• _Goal of the exercise_:
Report each line of the records where "purple" occurs.

• _Material provided_:
▬▬▬▬▬▬
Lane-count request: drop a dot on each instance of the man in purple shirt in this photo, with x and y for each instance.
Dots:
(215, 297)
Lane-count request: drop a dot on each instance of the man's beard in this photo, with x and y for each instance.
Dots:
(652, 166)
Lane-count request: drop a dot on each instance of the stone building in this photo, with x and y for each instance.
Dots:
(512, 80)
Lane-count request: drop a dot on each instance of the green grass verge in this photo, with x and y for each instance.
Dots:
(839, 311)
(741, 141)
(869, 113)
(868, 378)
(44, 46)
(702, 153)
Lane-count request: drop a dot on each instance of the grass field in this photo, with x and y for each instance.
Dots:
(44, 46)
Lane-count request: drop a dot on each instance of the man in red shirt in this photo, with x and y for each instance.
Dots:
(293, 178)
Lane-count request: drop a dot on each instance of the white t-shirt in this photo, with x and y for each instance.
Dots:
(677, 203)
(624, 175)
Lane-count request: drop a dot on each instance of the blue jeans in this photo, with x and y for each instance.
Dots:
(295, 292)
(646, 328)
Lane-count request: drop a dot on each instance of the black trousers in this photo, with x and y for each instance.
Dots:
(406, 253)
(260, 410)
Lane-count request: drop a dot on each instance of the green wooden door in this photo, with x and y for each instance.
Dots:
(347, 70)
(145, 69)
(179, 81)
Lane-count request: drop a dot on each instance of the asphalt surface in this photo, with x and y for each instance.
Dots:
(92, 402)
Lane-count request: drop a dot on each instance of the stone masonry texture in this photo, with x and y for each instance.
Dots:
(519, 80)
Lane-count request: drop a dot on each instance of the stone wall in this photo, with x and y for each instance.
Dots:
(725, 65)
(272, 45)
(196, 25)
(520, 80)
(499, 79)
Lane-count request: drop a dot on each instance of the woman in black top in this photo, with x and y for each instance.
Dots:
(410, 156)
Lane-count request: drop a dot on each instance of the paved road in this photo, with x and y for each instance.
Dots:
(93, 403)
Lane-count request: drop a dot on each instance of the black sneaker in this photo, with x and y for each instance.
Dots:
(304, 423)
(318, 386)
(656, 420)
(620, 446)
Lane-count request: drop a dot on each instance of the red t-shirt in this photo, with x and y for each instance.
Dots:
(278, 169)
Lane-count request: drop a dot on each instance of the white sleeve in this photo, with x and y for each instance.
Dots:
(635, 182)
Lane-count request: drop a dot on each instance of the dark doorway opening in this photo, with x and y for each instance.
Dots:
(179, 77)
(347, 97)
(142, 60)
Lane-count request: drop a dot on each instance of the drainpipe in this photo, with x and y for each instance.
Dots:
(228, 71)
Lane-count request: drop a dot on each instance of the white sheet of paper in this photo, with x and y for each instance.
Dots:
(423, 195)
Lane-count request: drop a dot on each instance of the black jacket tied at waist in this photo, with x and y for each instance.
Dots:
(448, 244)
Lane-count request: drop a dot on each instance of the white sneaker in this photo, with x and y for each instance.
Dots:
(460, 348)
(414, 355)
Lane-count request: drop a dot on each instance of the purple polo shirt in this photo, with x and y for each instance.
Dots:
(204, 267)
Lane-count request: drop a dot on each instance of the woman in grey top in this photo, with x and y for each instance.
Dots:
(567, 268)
▬▬▬▬▬▬
• _Output of the task_:
Lane-count request: drop a dot on each instance of the man in purple shirt in this photo, with x and y for each instance.
Lane-count request: drop a dot on each instance of the purple polo shirt in this photo, with x and y for each instance.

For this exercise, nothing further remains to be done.